(Collected data entries)
* * * * * * * * *

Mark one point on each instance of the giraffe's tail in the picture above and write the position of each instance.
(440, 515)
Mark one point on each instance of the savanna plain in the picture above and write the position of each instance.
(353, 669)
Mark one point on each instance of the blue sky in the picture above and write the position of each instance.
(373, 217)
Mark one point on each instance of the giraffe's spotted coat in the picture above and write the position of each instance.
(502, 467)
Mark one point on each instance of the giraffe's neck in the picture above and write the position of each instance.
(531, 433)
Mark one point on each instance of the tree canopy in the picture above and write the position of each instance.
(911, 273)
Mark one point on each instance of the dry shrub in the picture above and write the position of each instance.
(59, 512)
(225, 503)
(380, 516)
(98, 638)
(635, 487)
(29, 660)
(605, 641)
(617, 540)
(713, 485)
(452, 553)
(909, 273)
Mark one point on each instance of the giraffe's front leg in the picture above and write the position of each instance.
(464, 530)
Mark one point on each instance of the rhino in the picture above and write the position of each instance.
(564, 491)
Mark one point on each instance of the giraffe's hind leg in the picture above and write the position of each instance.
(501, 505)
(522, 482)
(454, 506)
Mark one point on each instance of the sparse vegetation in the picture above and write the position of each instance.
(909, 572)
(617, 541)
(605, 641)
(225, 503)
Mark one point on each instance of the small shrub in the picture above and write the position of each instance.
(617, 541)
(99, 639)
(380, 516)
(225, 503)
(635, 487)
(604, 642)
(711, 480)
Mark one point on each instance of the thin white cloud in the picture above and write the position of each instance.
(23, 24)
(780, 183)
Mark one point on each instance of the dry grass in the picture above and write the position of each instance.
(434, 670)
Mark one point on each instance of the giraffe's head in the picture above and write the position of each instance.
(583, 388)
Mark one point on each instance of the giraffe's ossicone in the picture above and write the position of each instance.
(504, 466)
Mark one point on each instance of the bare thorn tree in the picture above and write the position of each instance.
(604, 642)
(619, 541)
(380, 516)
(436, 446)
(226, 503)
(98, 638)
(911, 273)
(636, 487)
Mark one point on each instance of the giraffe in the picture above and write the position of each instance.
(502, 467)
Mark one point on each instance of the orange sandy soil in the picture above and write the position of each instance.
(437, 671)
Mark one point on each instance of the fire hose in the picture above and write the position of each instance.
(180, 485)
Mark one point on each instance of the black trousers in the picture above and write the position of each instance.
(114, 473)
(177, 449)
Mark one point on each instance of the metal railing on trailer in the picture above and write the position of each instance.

* * * * * * * * *

Exercise =
An exact copy of every record above is what's needed here.

Problem solution =
Mark one point on each instance of the giraffe's tail in the picture above and write the position of each instance.
(440, 515)
Mark one point on each instance of the savanna plain in the picture above and write the position of each instance.
(353, 669)
Mark one point on each instance of the blue sky in the picture above and write the position of each instance.
(373, 217)
Mark one point on each instance of the giraffe's spotted coat in the picture above and write the position of each instance.
(502, 467)
Mark one point on each instance of the giraffe's neck in the picture above and write the position of each instance.
(531, 433)
Mark one point on each instance of the tree canopy in the picture above and write the position of each instance.
(911, 273)
Mark one point on each instance of the dry shrub in the picture above and write the position of each instance.
(59, 512)
(225, 503)
(380, 516)
(98, 638)
(635, 487)
(29, 660)
(605, 641)
(617, 540)
(713, 485)
(452, 553)
(909, 273)
Mark one point on each instance of the giraffe's front leg in the picture above and write the position of each instance.
(464, 530)
Mark one point on each instance of the rhino in the picture above and write the position of each instance.
(564, 491)
Mark one point on each instance of the giraffe's hind leg in the picture above and write the position of each instance.
(501, 505)
(522, 482)
(454, 506)
Mark one point on each instance of the sparse vegetation in the picture above and write the position of each instance.
(909, 572)
(617, 541)
(605, 641)
(225, 503)
Mark one point on each instance of the small shrub in the picture above and write the position of each instance.
(617, 541)
(99, 639)
(380, 516)
(225, 503)
(635, 487)
(604, 642)
(711, 480)
Mark one point on each instance of the thin white cloud in the picture above and write the position of each instance.
(23, 24)
(780, 183)
Mark one point on each instance of the dry grass in the picture above and write the position of each instance.
(434, 670)
Mark one point on each instance of the giraffe's head in the picture above and write the position of each instance.
(583, 388)
Mark one point on each instance of the giraffe's ossicone in the picture above and write the position of each instance.
(504, 466)
Mark one point on each instance of the bare thorn tree in the picture above and write the position of each instance.
(604, 642)
(619, 541)
(380, 516)
(436, 446)
(226, 503)
(98, 638)
(911, 273)
(636, 487)
Mark one point on each instance of the giraffe in the picture above and write the position of each instance.
(502, 467)
Mark one point on each instance of the orange sandy soil in the picture above and write the position of each instance.
(437, 671)
Mark one point on each instance of the fire hose in the picture above and write the position of each instance.
(180, 485)
Mark one point on each instance of the black trousers in the picture above and write the position of each instance.
(114, 473)
(177, 449)
Mark one point on each instance of the metal railing on trailer in the picture above and write the position of each instance.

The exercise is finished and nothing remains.